_Written instruction_:
Copy the records below starting at the line that contains "Confirm or deny — the crocodile eye" and ending after the line that contains "56 104 165 120", swapping "crocodile" for "alligator" everywhere it occurs and changing nothing else. Output only those lines.

_Information supplied_:
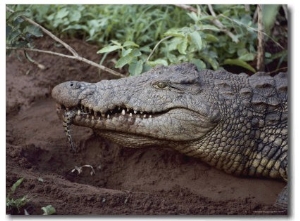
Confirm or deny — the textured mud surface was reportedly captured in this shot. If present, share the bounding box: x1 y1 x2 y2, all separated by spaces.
6 39 285 215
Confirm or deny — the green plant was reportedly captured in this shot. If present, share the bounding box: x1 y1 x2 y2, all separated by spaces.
6 6 43 52
10 5 287 75
6 178 29 213
41 205 56 215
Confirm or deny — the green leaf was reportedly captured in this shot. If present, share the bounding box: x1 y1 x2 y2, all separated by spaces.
115 54 133 68
56 8 69 19
129 60 143 76
191 58 206 71
131 48 142 57
111 40 121 46
199 54 219 70
10 178 24 193
69 10 81 22
122 48 132 57
223 59 255 73
189 31 202 51
187 12 199 23
97 45 122 54
123 41 139 47
199 25 220 31
41 205 56 215
262 4 280 35
177 36 188 54
239 52 255 61
24 25 43 37
204 34 220 43
147 59 168 67
164 28 185 38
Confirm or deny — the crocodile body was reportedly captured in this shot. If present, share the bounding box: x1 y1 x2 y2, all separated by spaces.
52 64 288 208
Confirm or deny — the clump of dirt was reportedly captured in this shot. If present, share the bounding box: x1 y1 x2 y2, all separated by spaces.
6 38 286 215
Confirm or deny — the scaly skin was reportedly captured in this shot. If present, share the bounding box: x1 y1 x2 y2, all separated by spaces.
52 64 288 209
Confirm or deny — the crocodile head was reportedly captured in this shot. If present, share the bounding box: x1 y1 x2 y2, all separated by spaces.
52 64 221 147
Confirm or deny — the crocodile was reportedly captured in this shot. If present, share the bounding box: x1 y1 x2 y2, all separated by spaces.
52 63 288 208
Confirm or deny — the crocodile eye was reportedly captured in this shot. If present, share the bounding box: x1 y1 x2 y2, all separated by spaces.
153 81 168 89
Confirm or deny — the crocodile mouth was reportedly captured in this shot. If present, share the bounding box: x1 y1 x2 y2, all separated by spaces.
57 103 216 152
56 104 165 120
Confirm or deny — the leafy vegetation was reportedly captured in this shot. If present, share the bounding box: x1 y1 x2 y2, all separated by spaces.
7 5 288 75
6 178 29 213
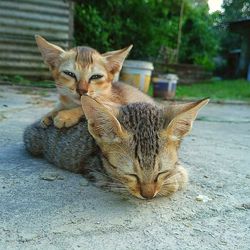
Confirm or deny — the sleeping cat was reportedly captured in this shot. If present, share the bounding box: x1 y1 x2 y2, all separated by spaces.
36 36 153 128
24 96 209 199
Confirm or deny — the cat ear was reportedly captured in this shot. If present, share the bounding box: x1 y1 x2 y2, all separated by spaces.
35 35 65 68
81 96 124 142
102 45 133 74
163 99 209 140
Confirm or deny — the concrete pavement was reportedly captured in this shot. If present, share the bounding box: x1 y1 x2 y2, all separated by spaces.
0 86 250 250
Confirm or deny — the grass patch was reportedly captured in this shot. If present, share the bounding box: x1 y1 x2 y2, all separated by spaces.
176 80 250 101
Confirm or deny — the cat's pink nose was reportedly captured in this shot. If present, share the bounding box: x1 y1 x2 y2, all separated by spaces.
77 81 88 95
141 184 155 199
77 88 88 95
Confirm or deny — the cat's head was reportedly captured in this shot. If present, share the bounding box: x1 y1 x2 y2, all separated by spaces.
81 96 209 198
36 36 132 99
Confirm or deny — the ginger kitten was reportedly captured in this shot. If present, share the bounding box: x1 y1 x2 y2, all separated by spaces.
36 36 153 128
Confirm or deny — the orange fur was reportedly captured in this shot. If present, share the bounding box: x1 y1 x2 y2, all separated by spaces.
36 36 150 128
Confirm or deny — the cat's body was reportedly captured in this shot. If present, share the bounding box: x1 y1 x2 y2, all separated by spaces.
24 96 208 198
36 36 154 128
23 119 102 173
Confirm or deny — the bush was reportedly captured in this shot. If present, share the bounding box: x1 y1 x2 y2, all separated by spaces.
75 0 217 69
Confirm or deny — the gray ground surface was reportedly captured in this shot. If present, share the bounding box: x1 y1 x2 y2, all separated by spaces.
0 86 250 250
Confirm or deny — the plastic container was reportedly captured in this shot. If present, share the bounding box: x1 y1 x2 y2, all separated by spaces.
121 60 154 93
153 74 178 99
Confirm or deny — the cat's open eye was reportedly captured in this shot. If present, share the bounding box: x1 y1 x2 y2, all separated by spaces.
126 174 140 182
89 74 103 81
63 70 76 79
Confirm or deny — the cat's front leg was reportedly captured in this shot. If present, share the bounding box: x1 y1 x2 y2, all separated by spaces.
40 104 63 128
54 107 84 128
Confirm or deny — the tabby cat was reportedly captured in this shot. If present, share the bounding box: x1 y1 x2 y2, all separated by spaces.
36 36 153 128
24 96 209 199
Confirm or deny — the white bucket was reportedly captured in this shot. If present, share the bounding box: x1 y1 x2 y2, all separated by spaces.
153 74 178 99
121 60 154 93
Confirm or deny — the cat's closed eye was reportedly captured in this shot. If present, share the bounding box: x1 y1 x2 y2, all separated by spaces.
154 170 169 182
63 70 76 80
89 74 103 81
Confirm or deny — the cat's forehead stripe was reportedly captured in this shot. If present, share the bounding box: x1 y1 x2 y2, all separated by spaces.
119 103 164 169
75 46 98 67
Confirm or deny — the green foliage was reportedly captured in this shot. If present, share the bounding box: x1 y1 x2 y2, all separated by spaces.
75 0 218 69
176 80 250 101
214 0 250 55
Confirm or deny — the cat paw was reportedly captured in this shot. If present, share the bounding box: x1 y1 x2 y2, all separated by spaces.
54 110 79 128
40 116 52 128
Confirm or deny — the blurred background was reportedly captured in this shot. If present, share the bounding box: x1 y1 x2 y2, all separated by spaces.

_Exercise response_:
Confirm or deny — the alligator eye was reportedly captured in this shot. If present, share the bounding box: x1 y1 x2 y2, all separated by spaces.
153 81 168 89
Confirm or deny — the alligator mouth was reportedly captured in this shot. If present, share the bounding box: x1 y1 x2 y2, all separated by spaces.
57 103 216 152
56 104 165 120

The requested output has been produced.